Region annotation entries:
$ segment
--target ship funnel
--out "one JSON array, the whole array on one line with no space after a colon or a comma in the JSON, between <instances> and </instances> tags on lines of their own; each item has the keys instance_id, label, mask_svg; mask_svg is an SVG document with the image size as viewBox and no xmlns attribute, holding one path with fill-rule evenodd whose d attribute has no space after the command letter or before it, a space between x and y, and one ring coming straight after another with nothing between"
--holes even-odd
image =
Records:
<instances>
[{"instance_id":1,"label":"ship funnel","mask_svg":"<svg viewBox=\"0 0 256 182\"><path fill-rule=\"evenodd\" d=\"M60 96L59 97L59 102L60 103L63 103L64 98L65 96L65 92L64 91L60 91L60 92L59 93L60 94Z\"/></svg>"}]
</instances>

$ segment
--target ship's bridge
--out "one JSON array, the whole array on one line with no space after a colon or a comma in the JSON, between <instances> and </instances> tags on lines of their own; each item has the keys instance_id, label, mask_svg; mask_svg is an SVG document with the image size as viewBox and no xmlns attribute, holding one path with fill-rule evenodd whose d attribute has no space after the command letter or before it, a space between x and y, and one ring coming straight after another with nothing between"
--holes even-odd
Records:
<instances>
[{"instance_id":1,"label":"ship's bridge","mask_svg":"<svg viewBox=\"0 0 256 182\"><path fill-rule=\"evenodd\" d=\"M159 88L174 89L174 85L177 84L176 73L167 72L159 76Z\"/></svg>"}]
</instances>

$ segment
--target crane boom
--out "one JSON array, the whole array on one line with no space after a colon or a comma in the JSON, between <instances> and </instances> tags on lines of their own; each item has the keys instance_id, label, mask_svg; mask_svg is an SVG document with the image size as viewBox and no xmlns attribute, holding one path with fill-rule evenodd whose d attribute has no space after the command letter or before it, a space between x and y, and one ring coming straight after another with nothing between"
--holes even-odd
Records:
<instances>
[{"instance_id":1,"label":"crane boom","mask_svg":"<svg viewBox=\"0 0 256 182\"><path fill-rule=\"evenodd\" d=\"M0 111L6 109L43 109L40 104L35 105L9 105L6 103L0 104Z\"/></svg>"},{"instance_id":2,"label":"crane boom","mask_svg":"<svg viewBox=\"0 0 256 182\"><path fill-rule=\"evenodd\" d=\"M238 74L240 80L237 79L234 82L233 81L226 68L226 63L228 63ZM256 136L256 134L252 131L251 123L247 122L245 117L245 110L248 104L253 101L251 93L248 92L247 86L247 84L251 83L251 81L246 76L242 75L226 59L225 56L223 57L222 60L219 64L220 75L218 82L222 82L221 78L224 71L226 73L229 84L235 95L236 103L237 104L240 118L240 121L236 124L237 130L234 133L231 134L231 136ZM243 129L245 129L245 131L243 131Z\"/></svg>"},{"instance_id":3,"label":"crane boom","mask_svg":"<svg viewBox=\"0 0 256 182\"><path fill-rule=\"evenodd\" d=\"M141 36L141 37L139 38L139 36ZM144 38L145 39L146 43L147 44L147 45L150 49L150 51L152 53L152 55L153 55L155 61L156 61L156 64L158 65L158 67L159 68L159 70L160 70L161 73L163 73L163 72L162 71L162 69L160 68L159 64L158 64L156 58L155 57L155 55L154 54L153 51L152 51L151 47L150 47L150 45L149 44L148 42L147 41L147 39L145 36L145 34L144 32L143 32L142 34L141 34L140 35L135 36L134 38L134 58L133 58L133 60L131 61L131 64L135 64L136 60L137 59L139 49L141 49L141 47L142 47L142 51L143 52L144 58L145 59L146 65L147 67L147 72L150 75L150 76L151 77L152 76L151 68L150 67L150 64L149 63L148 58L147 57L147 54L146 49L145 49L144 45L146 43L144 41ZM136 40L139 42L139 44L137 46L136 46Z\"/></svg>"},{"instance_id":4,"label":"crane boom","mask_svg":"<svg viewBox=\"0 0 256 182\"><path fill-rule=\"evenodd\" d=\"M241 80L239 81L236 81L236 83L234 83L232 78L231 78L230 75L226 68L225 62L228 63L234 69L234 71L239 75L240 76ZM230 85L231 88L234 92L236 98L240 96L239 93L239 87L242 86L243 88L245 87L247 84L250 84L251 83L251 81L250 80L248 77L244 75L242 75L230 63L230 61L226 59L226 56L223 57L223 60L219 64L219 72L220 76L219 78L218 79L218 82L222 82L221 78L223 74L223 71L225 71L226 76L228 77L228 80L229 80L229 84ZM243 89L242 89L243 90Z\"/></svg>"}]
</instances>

What you will do: Find every line in the records above that contains the string "ship" and copy each of those lines.

Response to the task:
--target ship funnel
[{"instance_id":1,"label":"ship funnel","mask_svg":"<svg viewBox=\"0 0 256 182\"><path fill-rule=\"evenodd\" d=\"M60 96L59 97L59 102L60 103L63 103L64 98L65 96L65 92L64 91L60 91L60 92L59 93L60 94Z\"/></svg>"}]
--target ship's bridge
[{"instance_id":1,"label":"ship's bridge","mask_svg":"<svg viewBox=\"0 0 256 182\"><path fill-rule=\"evenodd\" d=\"M159 88L174 89L174 85L177 84L176 73L167 72L159 76Z\"/></svg>"}]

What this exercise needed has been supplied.